Location labeling rows:
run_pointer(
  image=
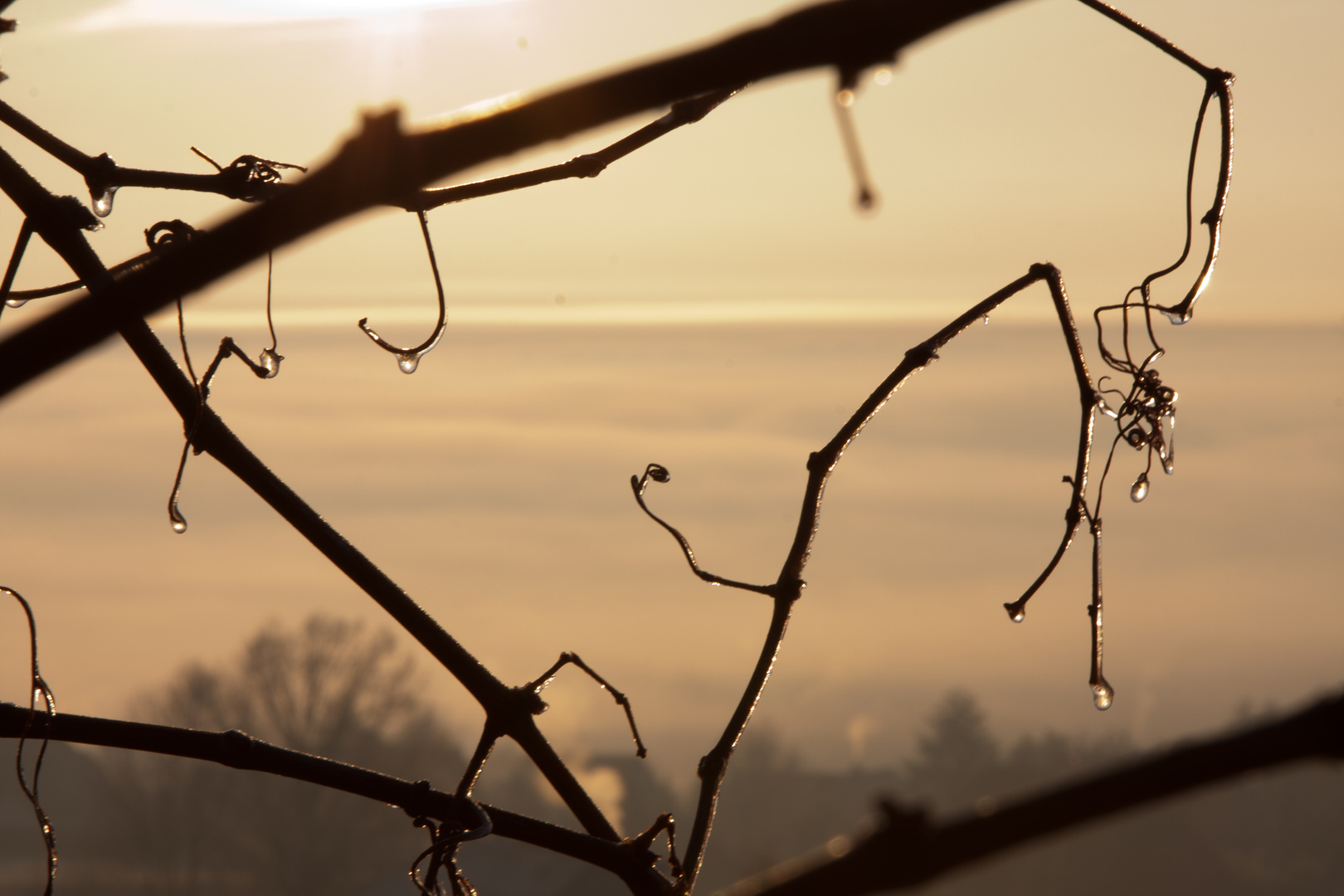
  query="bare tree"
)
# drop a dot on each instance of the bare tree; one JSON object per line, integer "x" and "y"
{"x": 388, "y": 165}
...
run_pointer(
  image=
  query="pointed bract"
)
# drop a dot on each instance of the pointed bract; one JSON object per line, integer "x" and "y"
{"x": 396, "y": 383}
* * *
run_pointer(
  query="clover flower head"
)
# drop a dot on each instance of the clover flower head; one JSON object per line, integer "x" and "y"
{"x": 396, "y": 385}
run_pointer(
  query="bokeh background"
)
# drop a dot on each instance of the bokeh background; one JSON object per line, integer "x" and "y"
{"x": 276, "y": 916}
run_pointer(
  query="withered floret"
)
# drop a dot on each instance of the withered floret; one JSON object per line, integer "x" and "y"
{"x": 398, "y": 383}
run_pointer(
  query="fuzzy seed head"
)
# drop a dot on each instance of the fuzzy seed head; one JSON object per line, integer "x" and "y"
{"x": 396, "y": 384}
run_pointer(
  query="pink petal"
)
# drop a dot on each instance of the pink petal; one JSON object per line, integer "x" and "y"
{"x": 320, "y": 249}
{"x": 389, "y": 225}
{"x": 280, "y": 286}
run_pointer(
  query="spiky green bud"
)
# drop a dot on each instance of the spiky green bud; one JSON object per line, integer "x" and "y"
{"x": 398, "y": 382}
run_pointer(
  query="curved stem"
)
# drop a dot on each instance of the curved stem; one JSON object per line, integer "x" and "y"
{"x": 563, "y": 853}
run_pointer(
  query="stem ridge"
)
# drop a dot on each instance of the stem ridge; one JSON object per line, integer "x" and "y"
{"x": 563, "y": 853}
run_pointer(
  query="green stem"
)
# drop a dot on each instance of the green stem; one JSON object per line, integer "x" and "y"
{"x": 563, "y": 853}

» **What to do**
Collect every line from the rows above that contains the word "head", copying each line in full.

» **Output for this exercise**
  query="clover flower head"
# drop a dot on each instance of the clover flower head; one JSON object per line, integer "x" and "y"
  query="fuzzy seed head"
# drop a dot on each instance of the fuzzy seed head; one JSON object per line, integer "x" and "y"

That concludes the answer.